- BRIEF -
Output only the line that contains "Set one marker" and the lines after it, all verbatim, through the last one below.

[Stored items]
■ ■ ■ ■ ■
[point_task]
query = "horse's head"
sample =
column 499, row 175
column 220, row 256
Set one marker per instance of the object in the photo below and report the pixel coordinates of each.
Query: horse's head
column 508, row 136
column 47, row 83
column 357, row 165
■ ■ ■ ■ ■
- COMPLETED EXERCISE -
Set one marker per instance of the object in the photo below and report the pixel coordinates of each.
Query: horse's head
column 508, row 136
column 47, row 83
column 357, row 165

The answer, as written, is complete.